Work required:
Without the pictures, give every record again exactly.

Natural language region descriptions:
════════════════
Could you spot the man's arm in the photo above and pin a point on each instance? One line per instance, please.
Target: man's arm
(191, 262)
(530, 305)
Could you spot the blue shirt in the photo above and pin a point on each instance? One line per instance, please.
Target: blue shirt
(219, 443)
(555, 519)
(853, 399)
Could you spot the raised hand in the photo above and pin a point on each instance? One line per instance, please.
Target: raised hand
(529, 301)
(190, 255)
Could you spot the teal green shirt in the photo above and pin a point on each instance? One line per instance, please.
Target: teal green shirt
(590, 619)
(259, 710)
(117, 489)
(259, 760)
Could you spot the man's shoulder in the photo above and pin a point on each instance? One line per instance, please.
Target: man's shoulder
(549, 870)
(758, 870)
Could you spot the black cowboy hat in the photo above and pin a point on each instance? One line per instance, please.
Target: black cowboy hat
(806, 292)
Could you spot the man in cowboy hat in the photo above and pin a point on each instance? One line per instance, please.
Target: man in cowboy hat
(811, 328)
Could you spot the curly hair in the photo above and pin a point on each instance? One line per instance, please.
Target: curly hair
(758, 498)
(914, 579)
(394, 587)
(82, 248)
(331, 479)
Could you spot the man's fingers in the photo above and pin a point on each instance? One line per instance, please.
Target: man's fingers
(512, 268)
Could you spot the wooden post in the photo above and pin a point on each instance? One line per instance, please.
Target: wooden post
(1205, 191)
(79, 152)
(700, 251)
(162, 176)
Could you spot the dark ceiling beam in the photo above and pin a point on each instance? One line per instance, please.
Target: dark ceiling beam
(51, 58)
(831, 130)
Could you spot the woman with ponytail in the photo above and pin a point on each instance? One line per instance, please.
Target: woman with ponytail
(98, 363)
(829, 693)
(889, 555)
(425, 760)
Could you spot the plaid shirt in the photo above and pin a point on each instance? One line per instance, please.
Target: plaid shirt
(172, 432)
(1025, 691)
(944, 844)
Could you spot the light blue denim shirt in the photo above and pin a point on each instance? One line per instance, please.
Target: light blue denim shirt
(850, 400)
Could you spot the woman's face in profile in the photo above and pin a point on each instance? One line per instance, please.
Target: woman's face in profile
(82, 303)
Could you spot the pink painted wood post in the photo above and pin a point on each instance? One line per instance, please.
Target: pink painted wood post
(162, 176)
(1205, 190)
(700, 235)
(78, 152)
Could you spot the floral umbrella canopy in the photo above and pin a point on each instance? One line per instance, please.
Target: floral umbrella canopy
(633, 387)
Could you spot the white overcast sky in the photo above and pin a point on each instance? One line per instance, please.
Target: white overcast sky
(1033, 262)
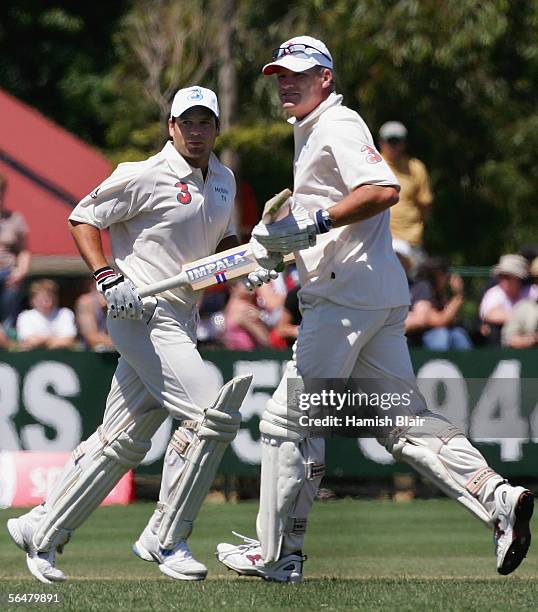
════════════════
Written solution:
Could you spot the man's arm in the photo above and pin a point on each instance? One line per instance, please.
Target: man's arm
(191, 262)
(530, 305)
Could you spot the blue shirt in the photo above and pin a point on each instance? One line per instance, please.
Target: blue shirt
(219, 443)
(555, 519)
(853, 399)
Could you spot the raised hand in the photo above and pin a point on each instance? One line per instance, please.
Target: raised hand
(529, 301)
(190, 255)
Could you spot the teal green shirt in the photo above and pin a point on each instance? One line per instance, please.
Target: teal green shirt
(590, 619)
(259, 710)
(117, 489)
(259, 760)
Could you spot the man's shoulder in the photo above and pin a point on each instance? One line per instance, please.
Target: man's shoulder
(549, 870)
(758, 870)
Could you spot the black cowboy hat in the photo above and pin a point on each instance? One line per instance, please.
Target: black cowboy hat
(806, 292)
Could you spot the man in cowboy hat in the photo above and pin a point on each instance? One line per instance, please.
Target: man in cowboy hat
(811, 328)
Could you spot the curly hair in the photo above and pin a point on each instance? One line per instance, please.
Target: curly hair
(758, 498)
(914, 579)
(394, 587)
(82, 248)
(331, 479)
Could you spot the man's fingers in the photo above and pin a point on each instance? One line per instance, please.
Target: man's fingers
(512, 268)
Could you spot the wooden post in the photo above and pin a point on each instance? One line per instance, please.
Target: wooden post
(1205, 191)
(79, 152)
(700, 251)
(162, 176)
Could you spot the dark ceiling beam in the photo above and pin a point on each instance? One line per instance, please.
Target: dark ceiling beam
(51, 58)
(831, 130)
Could you spot the woman with ponytail in the photo above and pin a point on each instance? One line per instance, please.
Target: woman with ponytail
(98, 363)
(829, 693)
(889, 555)
(425, 760)
Could you spot the plaid shirt in the photo above and pin a point on each instance? One line per instance, please.
Target: plaid shirt
(172, 432)
(1025, 691)
(944, 844)
Could you spot the light blue denim shirt in the photo above and pin a point on each instance? One line per instance, please.
Target: light blue denim shirt
(850, 400)
Could you spot the woman's face in profile in the photo above and pin a point on each instance? One line per instance, please.
Target: woman's face in profile
(82, 303)
Could you spot the pink painted wood post in the photo above and pin a point on each instance? One line per instance, please.
Target: pink painted wood post
(162, 176)
(1205, 190)
(700, 235)
(78, 152)
Could you spot the floral umbrella canopy in the photo above and pin a point on each instance? One line per instance, please.
Target: floral umbrella canopy
(633, 387)
Could you spot the white overcast sky in the photo above and pin a point on each instance? One line per instance, please.
Target: white overcast sky
(1033, 262)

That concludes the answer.